Natural-language object grounding data
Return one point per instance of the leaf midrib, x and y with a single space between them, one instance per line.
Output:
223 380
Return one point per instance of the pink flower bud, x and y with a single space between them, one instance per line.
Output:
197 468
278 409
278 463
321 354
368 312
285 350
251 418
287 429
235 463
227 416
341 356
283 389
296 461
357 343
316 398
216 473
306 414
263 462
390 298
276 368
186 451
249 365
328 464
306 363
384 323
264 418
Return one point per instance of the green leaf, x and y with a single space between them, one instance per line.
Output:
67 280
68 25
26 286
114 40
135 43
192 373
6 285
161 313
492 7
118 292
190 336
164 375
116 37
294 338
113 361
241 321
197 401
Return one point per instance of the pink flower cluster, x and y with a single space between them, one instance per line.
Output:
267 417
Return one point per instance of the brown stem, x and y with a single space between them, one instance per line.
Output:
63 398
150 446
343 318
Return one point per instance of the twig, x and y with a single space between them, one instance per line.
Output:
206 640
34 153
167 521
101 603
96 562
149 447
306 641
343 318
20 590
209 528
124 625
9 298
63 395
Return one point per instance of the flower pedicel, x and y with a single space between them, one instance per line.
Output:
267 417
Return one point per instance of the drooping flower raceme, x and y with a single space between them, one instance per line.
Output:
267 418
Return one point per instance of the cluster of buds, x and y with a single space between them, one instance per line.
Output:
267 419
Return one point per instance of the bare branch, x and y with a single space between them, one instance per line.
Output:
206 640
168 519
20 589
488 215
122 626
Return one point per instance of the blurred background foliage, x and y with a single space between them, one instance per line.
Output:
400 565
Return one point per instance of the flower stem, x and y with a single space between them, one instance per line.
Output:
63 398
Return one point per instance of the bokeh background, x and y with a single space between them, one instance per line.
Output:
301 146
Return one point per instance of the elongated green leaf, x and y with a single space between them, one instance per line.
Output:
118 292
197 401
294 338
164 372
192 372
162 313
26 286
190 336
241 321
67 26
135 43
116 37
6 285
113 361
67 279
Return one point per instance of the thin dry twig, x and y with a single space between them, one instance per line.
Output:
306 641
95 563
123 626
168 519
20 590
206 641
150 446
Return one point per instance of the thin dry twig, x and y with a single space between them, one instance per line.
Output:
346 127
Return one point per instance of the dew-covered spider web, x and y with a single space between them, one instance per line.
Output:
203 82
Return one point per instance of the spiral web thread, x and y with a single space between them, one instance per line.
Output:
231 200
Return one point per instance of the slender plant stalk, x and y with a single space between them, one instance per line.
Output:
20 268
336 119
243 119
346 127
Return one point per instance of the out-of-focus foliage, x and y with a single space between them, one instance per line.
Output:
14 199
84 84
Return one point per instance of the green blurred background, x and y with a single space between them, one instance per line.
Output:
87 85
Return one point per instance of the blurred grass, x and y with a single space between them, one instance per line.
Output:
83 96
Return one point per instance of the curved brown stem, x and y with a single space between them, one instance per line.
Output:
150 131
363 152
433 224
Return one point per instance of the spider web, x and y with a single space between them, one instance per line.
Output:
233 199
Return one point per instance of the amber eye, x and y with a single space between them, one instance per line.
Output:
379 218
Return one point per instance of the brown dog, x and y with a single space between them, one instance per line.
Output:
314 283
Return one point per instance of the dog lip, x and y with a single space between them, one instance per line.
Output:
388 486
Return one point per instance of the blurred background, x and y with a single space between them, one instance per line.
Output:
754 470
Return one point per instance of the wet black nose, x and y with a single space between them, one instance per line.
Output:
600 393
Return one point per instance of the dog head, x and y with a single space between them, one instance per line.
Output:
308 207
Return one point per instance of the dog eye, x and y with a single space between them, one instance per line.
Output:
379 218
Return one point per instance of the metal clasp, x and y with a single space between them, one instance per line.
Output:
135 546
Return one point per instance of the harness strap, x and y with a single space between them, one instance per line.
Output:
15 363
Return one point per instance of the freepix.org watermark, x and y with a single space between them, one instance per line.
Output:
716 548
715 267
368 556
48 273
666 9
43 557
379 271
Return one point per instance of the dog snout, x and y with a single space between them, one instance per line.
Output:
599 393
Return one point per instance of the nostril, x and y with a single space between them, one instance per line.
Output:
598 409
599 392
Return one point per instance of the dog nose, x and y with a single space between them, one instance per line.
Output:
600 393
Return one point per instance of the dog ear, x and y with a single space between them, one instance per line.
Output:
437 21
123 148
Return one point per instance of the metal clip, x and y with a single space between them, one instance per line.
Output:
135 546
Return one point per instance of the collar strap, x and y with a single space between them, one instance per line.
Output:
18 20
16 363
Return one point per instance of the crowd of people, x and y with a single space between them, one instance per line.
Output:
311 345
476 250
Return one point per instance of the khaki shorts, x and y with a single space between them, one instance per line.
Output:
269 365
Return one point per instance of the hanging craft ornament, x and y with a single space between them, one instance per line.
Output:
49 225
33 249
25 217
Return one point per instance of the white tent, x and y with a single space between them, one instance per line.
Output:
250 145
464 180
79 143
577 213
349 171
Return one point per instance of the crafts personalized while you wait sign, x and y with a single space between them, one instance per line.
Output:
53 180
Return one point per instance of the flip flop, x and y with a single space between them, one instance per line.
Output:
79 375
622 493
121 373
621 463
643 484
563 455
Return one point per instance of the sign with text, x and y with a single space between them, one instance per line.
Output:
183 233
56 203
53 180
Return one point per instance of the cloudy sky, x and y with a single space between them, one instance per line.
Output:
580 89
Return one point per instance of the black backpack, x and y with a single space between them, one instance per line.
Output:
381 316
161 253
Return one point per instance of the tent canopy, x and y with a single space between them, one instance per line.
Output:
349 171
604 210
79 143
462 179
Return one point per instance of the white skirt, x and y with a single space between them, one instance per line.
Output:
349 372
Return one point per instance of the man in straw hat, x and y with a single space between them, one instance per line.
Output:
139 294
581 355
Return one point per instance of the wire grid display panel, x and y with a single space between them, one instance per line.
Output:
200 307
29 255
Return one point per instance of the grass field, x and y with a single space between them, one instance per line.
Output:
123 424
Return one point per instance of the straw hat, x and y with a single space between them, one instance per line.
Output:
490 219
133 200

■ GOAL OF THE EXERCISE ■
Please print each entry once more, exactly as it reads.

■ ANSWER AREA ■
Return one point per instance of the leaf midrib, x and y with a single space between them, one instance per line.
Output:
223 380
Return one point per instance of the pink flower bud, x and y with a single space between them, one instance per line.
Output:
197 468
278 409
278 463
321 354
368 312
285 350
251 418
287 429
235 463
227 416
341 356
283 389
296 461
357 343
316 398
216 473
306 414
263 462
390 298
276 368
186 451
249 365
328 464
306 363
384 323
264 418
Return one point per instance of the green leaf, x and y with a single space between them, one instance per line.
Output:
67 280
68 25
26 286
114 40
135 43
192 373
6 285
161 313
492 7
118 292
190 336
164 375
116 37
294 338
113 361
241 321
197 401
Return one point per instance of the pink flower cluster, x and y with a single space between them, one instance per line.
Output:
267 417
Return one point per instance of the brown stem, x and y with a single space between them, one instance per line.
Output:
63 398
150 446
343 318
Return one point per instance of the twig, x and y with a single space between them, one instance per line.
Output:
206 640
34 153
167 521
101 603
96 562
149 447
306 641
343 318
20 590
209 528
124 625
9 298
63 395
Return one point per instance of the flower pedicel, x and y with a single space between them, one instance per line.
Output:
267 417
Return one point per instance of the drooping flower raceme, x and y with a single space between them, one instance per line.
Output:
267 418
Return one point per instance of the cluster of buds, x and y with a single space between them, one instance per line.
Output:
267 419
Return one point per instance of the bare branch, x and y with a single space between them, one instance per line.
Output:
206 640
168 519
20 589
488 215
122 626
Return one point per instance of the blurred background foliage, x and y with a single space between them, one instance per line.
Output:
400 565
Return one point per instance of the flower stem, x and y with a single space between them, one instance per line.
Output:
63 398
Return one point per instance of the bokeh background, x and y with a single space between them, one instance per line.
Output:
301 146
Return one point per instance of the elongated green leaf, x and y with a single space between them, one instance per line.
Output:
118 292
197 401
294 338
164 372
192 372
162 313
26 286
190 336
241 321
67 26
135 43
116 37
6 285
113 361
67 279
Return one point per instance of the thin dry twig, x and y with a single space between them, one instance per line.
Output:
306 641
95 563
123 626
168 519
20 590
206 641
150 446
Return one point per instance of the thin dry twig, x and y with a single space between them, one instance per line.
Output:
346 127
Return one point per instance of the dew-covered spider web, x and y with a single space between them, one instance per line.
Output:
203 82
Return one point per instance of the spiral web thread, x and y with a single space between them, one instance per line.
Output:
231 200
Return one point per instance of the slender plant stalk, x and y with a single space between them, one instance per line.
Output:
20 268
336 119
243 119
346 127
Return one point per instance of the out-of-focus foliage, x and y with a single space between them, one instance per line.
Output:
14 199
84 84
Return one point per instance of the green blurred background, x and y with a single space between them, one instance per line.
Output:
87 85
Return one point per instance of the blurred grass, x and y with a single space between them, one instance per line.
Output:
83 96
Return one point per instance of the curved brown stem, x and y with a single space between them, one instance per line.
Output:
150 131
363 152
433 224
Return one point per instance of the spider web, x and y with a single space between them, one instance per line.
Output:
233 199
Return one point per instance of the amber eye, x and y with a single space between them, one instance per line.
Output:
379 218
Return one point per instance of the brown dog, x and y with a single space between them, one instance per line.
Output:
314 283
Return one point per instance of the dog lip, x and y with a single space between them, one instance per line.
Output:
388 486
Return one point per instance of the blurred background, x and y with a single space between them, one instance per line.
Output:
754 470
Return one point per instance of the wet black nose, x and y with a single space between them, one instance per line.
Output:
600 393
Return one point per instance of the dog head, x and y with a single space between them, one instance per line.
Output:
308 207
Return one point per instance of the dog eye, x and y with a single space between them, one instance per line.
Output:
379 218
Return one point per instance of the metal clasp, x and y with a single space between them, one instance per line.
Output:
135 546
Return one point per instance of the harness strap, x and y with a single space between them, one instance per line.
Output:
15 363
Return one point per instance of the freepix.org watermark, x and y with a single space between them, one instance per line.
Output:
716 548
715 267
368 556
48 273
666 9
43 557
379 271
Return one point per instance of the dog snout, x and y with a single space between them, one instance per line.
Output:
599 393
Return one point per instance of the nostril, x and y with a single space between them, one instance per line.
Output:
598 409
599 392
Return one point per instance of the dog nose, x and y with a single space between them, one instance per line.
Output:
600 393
Return one point per instance of the dog ear, x and y with a single space between them, one instance per line.
Output:
437 21
123 148
Return one point per instance of the metal clip, x and y with a single space between them, one instance per line.
Output:
135 546
Return one point per instance of the collar strap, x and y with a single space between them, one instance per line.
Output:
18 20
16 363
Return one point per instance of the crowd of people, x and y with a single space between them, one instance per line.
Output:
311 345
476 250
Return one point per instance of the khaki shorts, x and y with a single space between them, one instance per line.
Output:
269 365
Return one point per instance of the hanging craft ornament, x and y with a single space between them, one instance per line.
Output:
49 225
33 249
25 217
Return one point per instance of the white tent, x and y with a single space between them, one instance per line.
Output:
250 145
464 180
79 143
577 213
349 171
Return one point per instance of the crafts personalized while you wait sign, x and y with a single space between them, one instance per line.
Output:
53 180
Return one point per instance of the flip flop, x and y with a single space between them, one instance per line.
Output:
79 375
622 493
121 373
621 463
643 484
563 455
Return one point per instance of the sign with text, x and y with a single space between them, one instance per line.
Output:
183 233
56 203
53 180
Return one point per instance of the cloudy sky, x and y with a single space between them, one instance per line.
Output:
580 89
Return one point per instance of the black backpack, x and y with a single space between them, one instance per line.
Output:
381 316
161 253
Return one point per instance of the tent canopy, x and y with a single space between them, one instance per line.
Output:
349 171
604 210
79 143
462 179
Return one point per instance of the white skirt, x and y with a single space between them, one instance per line.
Output:
349 372
Return one point per instance of the man in straw hat, x and y with a single space between them, one instance per line.
Output:
139 294
581 355
Return one point per instance of the wire grid display panel, x and y with a single space between them, one instance per line.
Output:
200 307
29 255
Return one point per instance of the grass field, x and y with a single space between them, one instance per line.
Output:
123 424
Return one point per instance of the straw hat, x and y with a single space between them, one instance per line.
Output:
490 219
133 200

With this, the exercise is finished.